- What is expected -
Could you copy word for word the part of the material below that starts with the line containing "755, row 232." and runs to the material's last line, both ends included?

- Records to process -

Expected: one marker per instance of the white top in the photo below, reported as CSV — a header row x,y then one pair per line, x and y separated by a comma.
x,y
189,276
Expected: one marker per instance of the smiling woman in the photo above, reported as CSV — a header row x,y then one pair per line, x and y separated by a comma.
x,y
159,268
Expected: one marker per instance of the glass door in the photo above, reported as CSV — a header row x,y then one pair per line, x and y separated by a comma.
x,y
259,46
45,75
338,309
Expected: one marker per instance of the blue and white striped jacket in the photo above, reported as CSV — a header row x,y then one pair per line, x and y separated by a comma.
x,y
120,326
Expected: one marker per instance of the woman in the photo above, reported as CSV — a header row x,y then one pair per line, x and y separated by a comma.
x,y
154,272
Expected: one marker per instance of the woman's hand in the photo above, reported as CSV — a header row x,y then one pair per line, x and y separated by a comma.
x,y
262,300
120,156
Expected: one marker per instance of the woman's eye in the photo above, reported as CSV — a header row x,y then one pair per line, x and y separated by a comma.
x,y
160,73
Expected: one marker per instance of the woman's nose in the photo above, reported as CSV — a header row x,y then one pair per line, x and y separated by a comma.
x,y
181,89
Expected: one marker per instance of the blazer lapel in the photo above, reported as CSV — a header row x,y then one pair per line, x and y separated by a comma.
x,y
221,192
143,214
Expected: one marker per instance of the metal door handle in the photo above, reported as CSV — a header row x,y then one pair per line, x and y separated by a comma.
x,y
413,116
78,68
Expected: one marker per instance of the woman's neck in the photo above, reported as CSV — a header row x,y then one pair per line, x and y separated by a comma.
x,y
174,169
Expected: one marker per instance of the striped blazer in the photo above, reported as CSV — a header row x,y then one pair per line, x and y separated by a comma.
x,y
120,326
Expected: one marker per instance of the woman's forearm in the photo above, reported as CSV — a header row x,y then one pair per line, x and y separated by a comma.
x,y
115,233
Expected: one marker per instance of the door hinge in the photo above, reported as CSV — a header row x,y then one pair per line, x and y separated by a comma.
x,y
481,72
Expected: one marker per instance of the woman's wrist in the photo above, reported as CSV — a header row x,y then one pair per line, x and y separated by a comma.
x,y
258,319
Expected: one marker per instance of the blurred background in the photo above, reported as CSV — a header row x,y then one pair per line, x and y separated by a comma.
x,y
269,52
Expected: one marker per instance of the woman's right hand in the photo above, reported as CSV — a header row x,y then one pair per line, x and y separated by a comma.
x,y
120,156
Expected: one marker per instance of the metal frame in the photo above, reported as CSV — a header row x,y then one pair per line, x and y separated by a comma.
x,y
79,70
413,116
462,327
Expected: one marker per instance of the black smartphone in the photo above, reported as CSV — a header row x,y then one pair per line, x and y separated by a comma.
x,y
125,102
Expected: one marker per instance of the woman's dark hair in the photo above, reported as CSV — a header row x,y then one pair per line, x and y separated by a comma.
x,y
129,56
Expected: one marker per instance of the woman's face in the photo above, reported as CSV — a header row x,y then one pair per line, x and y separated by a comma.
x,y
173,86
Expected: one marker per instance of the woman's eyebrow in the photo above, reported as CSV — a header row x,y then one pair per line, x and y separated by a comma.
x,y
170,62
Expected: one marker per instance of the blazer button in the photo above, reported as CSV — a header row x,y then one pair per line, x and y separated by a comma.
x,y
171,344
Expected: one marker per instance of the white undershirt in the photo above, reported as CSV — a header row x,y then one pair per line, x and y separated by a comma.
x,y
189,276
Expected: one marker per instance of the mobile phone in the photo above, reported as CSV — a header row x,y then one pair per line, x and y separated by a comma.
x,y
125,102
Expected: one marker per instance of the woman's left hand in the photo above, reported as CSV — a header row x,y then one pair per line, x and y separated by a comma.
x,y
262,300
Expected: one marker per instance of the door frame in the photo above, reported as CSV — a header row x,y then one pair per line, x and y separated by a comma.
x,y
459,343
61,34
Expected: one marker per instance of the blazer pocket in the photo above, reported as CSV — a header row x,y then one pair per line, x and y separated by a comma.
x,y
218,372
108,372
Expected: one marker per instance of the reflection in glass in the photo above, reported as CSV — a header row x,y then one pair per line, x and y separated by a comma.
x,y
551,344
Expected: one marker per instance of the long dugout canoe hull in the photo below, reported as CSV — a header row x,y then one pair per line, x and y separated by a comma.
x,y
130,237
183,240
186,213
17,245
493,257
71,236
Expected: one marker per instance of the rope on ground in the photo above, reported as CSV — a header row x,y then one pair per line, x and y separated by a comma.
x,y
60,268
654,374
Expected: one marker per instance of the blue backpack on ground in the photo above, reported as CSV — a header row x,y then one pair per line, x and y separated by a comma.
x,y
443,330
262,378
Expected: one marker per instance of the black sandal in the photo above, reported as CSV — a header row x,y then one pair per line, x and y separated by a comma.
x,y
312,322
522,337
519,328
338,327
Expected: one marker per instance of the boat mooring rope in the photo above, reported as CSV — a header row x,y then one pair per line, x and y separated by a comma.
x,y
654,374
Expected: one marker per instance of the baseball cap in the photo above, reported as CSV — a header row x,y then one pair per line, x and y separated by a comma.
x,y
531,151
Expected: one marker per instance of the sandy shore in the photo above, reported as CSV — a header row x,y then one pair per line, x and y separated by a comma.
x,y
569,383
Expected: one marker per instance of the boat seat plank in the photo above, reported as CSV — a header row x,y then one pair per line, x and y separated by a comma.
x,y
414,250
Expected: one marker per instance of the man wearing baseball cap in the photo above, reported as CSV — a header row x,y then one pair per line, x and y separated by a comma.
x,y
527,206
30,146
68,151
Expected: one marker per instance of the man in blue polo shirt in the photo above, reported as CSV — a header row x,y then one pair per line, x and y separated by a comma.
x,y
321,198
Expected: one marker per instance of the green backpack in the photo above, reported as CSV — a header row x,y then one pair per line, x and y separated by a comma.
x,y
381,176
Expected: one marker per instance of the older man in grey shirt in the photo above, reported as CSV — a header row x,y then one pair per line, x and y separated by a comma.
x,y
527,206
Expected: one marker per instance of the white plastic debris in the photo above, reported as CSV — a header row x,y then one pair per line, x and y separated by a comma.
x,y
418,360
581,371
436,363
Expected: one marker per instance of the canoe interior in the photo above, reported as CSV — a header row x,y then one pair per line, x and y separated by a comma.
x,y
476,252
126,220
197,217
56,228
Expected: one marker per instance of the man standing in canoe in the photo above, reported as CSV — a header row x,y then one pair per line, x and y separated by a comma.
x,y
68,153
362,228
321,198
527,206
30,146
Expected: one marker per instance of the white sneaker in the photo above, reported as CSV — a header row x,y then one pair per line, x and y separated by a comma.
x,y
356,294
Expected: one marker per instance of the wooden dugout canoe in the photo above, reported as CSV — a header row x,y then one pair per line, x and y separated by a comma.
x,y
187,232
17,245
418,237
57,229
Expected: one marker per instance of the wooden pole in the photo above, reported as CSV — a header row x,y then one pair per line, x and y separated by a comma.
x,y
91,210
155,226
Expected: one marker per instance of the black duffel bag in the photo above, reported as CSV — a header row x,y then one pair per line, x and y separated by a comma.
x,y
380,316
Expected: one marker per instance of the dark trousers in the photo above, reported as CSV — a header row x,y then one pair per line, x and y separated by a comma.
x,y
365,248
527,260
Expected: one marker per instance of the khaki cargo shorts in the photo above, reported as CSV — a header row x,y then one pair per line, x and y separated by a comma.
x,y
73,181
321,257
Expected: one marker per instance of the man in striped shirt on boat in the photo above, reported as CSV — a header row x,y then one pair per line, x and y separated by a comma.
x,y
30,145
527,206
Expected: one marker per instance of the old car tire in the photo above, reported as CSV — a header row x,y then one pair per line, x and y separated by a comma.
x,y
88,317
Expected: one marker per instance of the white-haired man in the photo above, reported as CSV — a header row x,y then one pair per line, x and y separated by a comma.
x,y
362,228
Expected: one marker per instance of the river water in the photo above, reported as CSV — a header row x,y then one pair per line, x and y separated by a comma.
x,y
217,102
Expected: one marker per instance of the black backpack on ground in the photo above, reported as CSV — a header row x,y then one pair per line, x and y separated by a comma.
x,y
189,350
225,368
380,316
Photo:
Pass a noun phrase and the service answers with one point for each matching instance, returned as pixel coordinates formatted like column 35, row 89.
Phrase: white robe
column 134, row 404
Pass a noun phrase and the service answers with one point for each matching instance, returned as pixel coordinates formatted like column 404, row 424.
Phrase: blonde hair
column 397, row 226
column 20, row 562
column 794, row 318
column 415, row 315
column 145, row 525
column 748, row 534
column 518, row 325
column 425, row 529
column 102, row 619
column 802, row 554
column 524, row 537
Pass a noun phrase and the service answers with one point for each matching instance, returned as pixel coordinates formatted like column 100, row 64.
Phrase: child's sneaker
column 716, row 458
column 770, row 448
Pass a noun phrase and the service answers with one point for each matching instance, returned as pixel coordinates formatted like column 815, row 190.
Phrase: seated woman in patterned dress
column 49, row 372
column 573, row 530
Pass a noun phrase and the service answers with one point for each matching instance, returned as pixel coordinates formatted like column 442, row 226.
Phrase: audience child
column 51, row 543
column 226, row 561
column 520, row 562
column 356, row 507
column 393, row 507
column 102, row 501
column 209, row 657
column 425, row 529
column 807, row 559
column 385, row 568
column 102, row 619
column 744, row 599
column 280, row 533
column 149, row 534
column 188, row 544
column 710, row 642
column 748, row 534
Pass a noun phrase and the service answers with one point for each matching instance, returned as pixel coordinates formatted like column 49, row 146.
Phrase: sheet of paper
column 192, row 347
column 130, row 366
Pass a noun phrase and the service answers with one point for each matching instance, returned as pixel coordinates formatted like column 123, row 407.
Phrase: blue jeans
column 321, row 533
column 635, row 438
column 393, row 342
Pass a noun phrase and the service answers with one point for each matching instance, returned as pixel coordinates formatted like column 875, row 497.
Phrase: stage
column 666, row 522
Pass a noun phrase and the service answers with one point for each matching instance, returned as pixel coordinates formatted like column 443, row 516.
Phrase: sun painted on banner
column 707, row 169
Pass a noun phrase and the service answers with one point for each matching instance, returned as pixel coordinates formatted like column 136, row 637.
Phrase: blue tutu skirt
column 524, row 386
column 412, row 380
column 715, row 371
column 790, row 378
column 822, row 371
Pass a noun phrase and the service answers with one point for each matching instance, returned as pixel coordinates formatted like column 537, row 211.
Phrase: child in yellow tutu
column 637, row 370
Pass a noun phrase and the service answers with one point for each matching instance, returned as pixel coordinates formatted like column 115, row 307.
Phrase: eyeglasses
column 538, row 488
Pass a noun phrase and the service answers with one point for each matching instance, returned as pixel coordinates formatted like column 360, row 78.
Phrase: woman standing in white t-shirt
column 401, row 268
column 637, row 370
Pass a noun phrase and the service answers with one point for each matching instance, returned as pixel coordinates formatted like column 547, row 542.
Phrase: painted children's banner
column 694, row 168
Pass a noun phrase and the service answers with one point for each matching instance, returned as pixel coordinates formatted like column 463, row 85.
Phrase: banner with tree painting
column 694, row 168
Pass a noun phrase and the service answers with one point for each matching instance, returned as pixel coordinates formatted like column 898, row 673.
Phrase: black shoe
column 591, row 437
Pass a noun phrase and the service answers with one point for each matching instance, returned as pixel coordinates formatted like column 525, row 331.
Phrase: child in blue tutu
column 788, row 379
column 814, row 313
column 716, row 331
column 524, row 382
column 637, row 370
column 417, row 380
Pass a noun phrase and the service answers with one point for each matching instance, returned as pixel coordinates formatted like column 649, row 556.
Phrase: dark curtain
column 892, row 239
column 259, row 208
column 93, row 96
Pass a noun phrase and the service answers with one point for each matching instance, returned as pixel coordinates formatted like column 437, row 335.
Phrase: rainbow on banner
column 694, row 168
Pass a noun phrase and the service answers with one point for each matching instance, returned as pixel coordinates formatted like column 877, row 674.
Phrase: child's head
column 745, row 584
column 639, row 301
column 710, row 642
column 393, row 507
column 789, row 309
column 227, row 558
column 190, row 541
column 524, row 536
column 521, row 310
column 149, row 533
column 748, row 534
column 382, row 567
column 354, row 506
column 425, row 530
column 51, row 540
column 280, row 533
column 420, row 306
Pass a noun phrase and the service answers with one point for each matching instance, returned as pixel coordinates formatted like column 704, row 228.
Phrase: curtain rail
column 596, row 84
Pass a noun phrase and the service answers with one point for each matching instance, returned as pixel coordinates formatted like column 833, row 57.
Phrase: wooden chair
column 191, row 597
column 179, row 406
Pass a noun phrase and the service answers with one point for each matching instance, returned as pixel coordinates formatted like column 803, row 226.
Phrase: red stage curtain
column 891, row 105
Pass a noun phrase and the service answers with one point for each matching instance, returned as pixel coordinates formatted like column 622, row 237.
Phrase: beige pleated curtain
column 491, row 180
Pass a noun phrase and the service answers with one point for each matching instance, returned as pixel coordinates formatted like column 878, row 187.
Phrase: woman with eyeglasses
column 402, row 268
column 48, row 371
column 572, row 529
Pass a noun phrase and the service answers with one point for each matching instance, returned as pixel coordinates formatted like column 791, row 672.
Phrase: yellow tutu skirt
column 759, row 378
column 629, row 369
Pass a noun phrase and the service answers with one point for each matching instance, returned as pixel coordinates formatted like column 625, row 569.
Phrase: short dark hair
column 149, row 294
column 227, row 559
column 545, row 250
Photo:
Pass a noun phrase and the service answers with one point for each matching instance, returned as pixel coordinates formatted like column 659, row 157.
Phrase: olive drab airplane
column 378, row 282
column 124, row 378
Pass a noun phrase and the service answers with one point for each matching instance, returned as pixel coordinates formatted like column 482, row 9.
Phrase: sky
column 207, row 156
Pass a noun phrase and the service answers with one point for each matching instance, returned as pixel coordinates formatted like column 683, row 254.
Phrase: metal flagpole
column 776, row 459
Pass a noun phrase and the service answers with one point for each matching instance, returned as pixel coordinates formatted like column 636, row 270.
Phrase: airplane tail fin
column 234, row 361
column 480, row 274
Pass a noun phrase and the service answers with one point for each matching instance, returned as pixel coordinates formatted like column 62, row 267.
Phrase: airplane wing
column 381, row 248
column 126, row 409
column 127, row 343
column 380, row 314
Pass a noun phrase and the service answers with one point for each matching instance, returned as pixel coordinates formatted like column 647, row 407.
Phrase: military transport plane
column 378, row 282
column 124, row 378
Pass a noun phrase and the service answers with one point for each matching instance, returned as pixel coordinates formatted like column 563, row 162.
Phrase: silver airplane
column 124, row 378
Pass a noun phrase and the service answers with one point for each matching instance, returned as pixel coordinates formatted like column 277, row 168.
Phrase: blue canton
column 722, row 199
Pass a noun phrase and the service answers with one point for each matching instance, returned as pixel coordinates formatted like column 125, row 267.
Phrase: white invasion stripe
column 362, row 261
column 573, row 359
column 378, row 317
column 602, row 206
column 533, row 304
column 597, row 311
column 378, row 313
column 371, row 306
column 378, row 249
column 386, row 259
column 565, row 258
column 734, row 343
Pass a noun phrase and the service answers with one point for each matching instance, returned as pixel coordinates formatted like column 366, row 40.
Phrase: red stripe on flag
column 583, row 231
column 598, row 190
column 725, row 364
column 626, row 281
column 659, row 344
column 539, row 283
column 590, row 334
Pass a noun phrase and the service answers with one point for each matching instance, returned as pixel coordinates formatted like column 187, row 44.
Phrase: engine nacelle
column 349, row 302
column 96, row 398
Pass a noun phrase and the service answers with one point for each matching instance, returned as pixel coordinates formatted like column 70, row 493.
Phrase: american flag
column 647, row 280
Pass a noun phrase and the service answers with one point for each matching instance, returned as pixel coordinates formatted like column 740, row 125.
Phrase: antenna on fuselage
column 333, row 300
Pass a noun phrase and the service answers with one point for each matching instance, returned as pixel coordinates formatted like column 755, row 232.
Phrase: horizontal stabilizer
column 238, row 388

- Exercise answer -
Pass a noun phrase and the service answers with one point for each matching instance, returned as pixel coordinates formatted like column 755, row 232.
Phrase: horizontal stabilizer
column 238, row 388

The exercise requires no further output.